## [SET PROBLEM 1]
In the UX design passage, where were the examples of broken layouts and confusing contents taken from?
## [SET PROBLEM 2]
Carry on writing the UX design passage, picking up right after its final sentence.
[begin TEXT TO READ]
Today, we are uncertain of anyone's skills in UX, UI, or graphic designer because the industry has made such a soup of our titles and requirements.
Is our graphic designer-cum-UI designer competent with the full-stack of UX or UI skills and knowledge that we expect of our 100% UX designer? Portfolios of finished pretty designs and skills with Photoshop may not demonstrate the depth of research and business acumen, empathy or creativity, or understanding of inclusive or technological UX strategies applied under-the-hood.
50% UX examples
The following are examples of superficially broken layouts and confusing contents from the random tabs open in my Google Chrome browser one evening. We don't need to look hard for issues.
Each example highlights the ragbag edges that can appear when your 50% UX / 50% "UI" (graphic) designer is spread too thin too quickly and when your team fails to follow a 100% UX design workflow, combining HTML-based design with quality assurance processes.
UX design does not stop with handing off to our developers, and forms a cohesive link in the quality assurance of our products too.
Learning from the Learning Industry
Our users are learning from the moment they open our page or app. They look for orientation to known patterns and are frustrated by the distraction and effort of learning new things they cannot use beyond our interface.
As users we instinctivly compare new experience with existing experience. The gaps between are where learning must take place. Design the UI to focus learning on your enterprise content.
There is too much emphasis on look and feel in 50% UI design and too low a priority on how we deliver our content - the learning - for our user.
Conversations about the presentation layer turn out to be very subjective. Instead of how the learner engages with content, there are personal evaluations of colour pallets, fonts, screen layout, illustration styles, etc. Of course screen design matters - but only when it serves instructional design. For some reason, we have developed a habit of jumping straight from structure, combination, and sequence to screen design...
[end TEXT TO READ]
[begin DATA RECORDS]
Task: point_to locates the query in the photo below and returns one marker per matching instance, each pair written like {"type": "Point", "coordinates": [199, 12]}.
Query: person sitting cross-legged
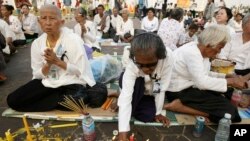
{"type": "Point", "coordinates": [193, 88]}
{"type": "Point", "coordinates": [144, 82]}
{"type": "Point", "coordinates": [59, 66]}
[end DATA RECORDS]
## [EXPECTED OUTPUT 1]
From random tabs open in a Google Chrome browser one evening.

## [EXPECTED OUTPUT 2]
...What's important at the presentation layer is the embedding of knowledge and skills.
Don Morrison (2004). p267 E-Learning strategies - how to get implementation and delivery right first time. John Wiley & Sons.
Cognitive or learning design is an essential part of the 100% UX workflow. We must design for our users' environment and emotional state, their preferences, and their learning styles.
As with everything in design, it depends. Within a busy classroom we may sometimes get wrapped up in the middle ground; the compromises between delivery to individuals and delivery to the median. Students either side of the median miss out and become disengaged. For example, the ideal learner group size may be 6. Why have school classes of thirty except to reduce resources supporting teachers and learning spaces?
This is a matter of resources. Limit the design resources and you limit the content's delivery to the median of users - a scalped bell curve of persona mediocrity. That is where 50% UI design is leading us.
Example1. Content decisions
Example 2. Enable learning
Example 3. Link writing for UX
In addition to accessibility and usability guidelines on writing for the Web, there are many writing 'standards' available to aid us in our writing for UX. We should start with the content, after all.
Example 4. Responsive design
Example 5. UI alignment solutions
Building a digital presence "professionally" takes research, analysis, design, development, and evaluation such as that enabled within my own UX design process with ADDIE. From CSS2, we learned that we could not present our digital layout as exactingly as a print layout. With CSS3 and Design Systems, now we can.
Picking on Budget Website Vendors
Using budget vendors is a necessary compromise for small enterprises without the time or resource to DIY or "go professional". Sadly, a €500 service is unlikely to give a €20,000 result. However, if an enterprise must rely on their vendor for their digital growth, then even a graphic designer and developer partnership wielding trite templates "out of the box" should deliver at the least a minimal quality.
It staggers me how for €500, a team can create your content, shoe-horn it into a template like it's Cinderella's slipper, and complete the SEO for "top Google search placement". And then, I reflect and thank them for being there at all. Our small enterprises need any help they can get.
Medium budget vendors
This example is from a "big league" WYSIWYG website vendor I was considering engaging with as a reseller to help small businesses. All I want to do is to send them a link to my article outlining my "Fluid Responsive Design Philosophy" 😉.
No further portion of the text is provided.